TEXTE CITÉ ▸
────

Dans les usines, les commandes ont énormément diminué. Une étude de l’entreprise Autodata a signalé en octobre que « la vente de voitures et camionnettes avait chuté de 27 pour cent en septembre par rapport à l’an dernier. » (Washington Post, 3 octobre 2008)



Le chômage


Selon le US Bureau of Labor Statistics, 240.000 emplois ont été perdus uniquement au mois d'octobre :

Le US Bureau of Labor Statistics du Ministère du Travail étasunien a rapporté aujourd'hui que le nombre des emplois salariés non agricoles a chuté de 240.000 en octobre, le taux de chômage passant de 6,1 à 6,5 pour cent. Tel que cela a été revu et corrigé, cette perte d'emploi salarial en octobre suivait le dégraissage de 127.000 postes d’août et de 284.000 en septembre. 1,2 millions d’emploi ont été perdus dans les 10 premiers mois de 2008, plus de la moitié de la baisse s'étant produite au cours des 3 derniers mois. En octobre, les pertes d'emplois continuent dans l'industrie manufacturière, la construction, et chez plusieurs prestataires de services industriels . . .

Parmi les chômeurs, le nombre de gens ayant perdu leur emploi et ne pensant pas être rappelés au travail, est passé de 615.000 à 4,4 millions en octobre. Au cours des 12 derniers mois, la taille de ce groupe a augmenté de 1,7 millions. [?] (Bureau of Labor Statistics, novembre 2008)


Les chiffres officiels ne décrivent ni la gravité de la crise ni ses effets dévastateurs sur le marché du travail, puisque nombre de pertes d'emplois ne sont pas signalées.


La situation dans l'Union Européenne est tout aussi inquiétante. Un récent rapport britannique indique la probabilité d’une mauvaise passe de chômage généralisé dans le Nord-Est de l'Angleterre. En Allemagne, un rapport publié en octobre suggère que 10 à 15% de tous les emplois dans l’automobile du pays pourraient être perdus.

────

EXTRAITS DE DONNÉES ▸
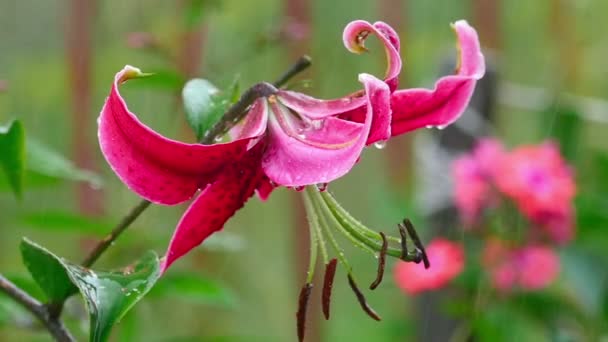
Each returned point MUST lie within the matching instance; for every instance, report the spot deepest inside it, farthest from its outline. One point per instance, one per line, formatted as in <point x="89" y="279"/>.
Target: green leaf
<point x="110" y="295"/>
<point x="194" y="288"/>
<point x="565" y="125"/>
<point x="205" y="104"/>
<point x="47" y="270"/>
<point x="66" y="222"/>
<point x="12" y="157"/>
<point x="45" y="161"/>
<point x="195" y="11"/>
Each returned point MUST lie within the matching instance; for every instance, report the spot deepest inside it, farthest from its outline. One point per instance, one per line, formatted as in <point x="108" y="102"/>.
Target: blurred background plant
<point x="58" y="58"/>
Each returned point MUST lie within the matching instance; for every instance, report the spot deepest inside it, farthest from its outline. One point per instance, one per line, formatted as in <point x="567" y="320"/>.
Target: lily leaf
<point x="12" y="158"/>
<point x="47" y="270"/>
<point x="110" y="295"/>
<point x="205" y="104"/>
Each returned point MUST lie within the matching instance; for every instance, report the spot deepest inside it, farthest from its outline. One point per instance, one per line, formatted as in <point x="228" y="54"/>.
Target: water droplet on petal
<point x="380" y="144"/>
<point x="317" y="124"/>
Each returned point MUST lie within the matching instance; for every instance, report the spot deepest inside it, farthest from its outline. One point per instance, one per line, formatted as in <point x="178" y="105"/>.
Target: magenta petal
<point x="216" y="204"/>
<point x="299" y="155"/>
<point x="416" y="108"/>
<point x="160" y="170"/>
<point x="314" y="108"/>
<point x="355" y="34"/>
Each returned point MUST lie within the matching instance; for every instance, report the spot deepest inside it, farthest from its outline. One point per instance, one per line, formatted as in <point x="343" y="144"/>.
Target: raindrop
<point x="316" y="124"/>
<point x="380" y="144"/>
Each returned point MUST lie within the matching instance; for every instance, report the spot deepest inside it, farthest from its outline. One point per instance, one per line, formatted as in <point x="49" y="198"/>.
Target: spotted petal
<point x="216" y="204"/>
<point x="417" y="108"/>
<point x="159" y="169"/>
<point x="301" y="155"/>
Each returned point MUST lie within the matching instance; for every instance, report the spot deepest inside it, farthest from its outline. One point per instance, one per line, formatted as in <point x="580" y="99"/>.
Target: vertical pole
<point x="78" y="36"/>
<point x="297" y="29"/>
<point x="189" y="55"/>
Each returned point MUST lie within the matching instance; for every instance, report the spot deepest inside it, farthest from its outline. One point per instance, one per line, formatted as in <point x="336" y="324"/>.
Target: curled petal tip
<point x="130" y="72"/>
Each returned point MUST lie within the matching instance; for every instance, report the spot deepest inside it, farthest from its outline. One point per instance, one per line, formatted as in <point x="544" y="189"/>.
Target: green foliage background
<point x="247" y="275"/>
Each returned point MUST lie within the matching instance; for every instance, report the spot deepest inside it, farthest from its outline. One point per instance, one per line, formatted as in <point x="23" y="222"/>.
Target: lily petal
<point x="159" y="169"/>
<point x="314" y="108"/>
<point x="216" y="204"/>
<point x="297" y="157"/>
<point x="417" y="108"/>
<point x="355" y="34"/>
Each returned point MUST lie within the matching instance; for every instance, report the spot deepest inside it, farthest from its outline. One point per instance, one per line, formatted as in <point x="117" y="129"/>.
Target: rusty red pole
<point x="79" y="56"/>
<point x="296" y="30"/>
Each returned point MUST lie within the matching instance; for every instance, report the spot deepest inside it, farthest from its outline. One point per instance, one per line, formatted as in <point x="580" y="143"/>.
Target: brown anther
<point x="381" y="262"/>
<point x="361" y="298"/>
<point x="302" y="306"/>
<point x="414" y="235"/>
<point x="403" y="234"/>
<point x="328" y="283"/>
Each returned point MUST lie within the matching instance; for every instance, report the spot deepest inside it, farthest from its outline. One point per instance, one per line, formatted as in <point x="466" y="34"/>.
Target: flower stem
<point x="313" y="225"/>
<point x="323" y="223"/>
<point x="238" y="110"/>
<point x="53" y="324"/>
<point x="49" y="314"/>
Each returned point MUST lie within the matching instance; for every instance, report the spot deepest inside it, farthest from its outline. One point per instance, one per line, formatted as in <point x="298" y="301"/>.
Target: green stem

────

TÂCHE COURTE 1 ▸ Dans le texte sur la crise de l'emploi, quels secteurs continuent de perdre des emplois en octobre ?
TÂCHE COURTE 2 ▸ Selon le texte sur la crise de l'emploi, quelle évolution le taux de chômage a-t-il connue en octobre ?
TÂCHE COURTE 3 ▸ Reprenez le texte sur la crise de l'emploi à la suite de sa dernière phrase.
Les entrées ne sont d'aucune utilité ici.

RÉPONSE RÉDIGÉE 1 ▸
- L'industrie manufacturière
- La construction
- Plusieurs prestataires de services industriels

RÉPONSE RÉDIGÉE 2 ▸ Il est passé de 6,1 à 6,5 pour cent.

RÉPONSE RÉDIGÉE 3 ▸
Des suppressions d'emplois ont aussi été annoncées dans les usines de General Motors et de Renault-Nissan en Espagne. La vente de voitures neuves en Espagne a chuté de 40 pour cent en octobre par rapport aux ventes du même mois l'an dernier.



Employés du constructeur automobile Nissan manifestant devant le siège de la société japonaise à Barcelone (AFP)



Faillites et saisies : Une opération de pêche aux capitaux des géants de la finance


Parmi les entreprises au bord de la faillite quelques-unes sont des affaires extrêmement rentable. Question importante : qui prend le contrôle des droits de propriété des corporations industrielles géantes en faillite ?


Les faillites et les saisies hypothécaires sont des opérations de pêche aux capitaux. Avec l'effondrement des valeurs boursières, le prix de l’action des sociétés cotées subit une importante chute, qui affecte immédiatement la solvabilité et la capacité de ces sociétés à emprunter et/ou à renégocier leur dette (qui est basée sur la valeur cotée de leurs actifs).


Les spéculateurs institutionnels, hedge funds et autres, ont tiré profit de butins inattendus.


Ils déclencher l'effondrement des sociétés cotées grâce à la vente à découvert et autres opérations spéculatives. Ils profitent ensuite de leurs gains de la spéculation à grande échelle.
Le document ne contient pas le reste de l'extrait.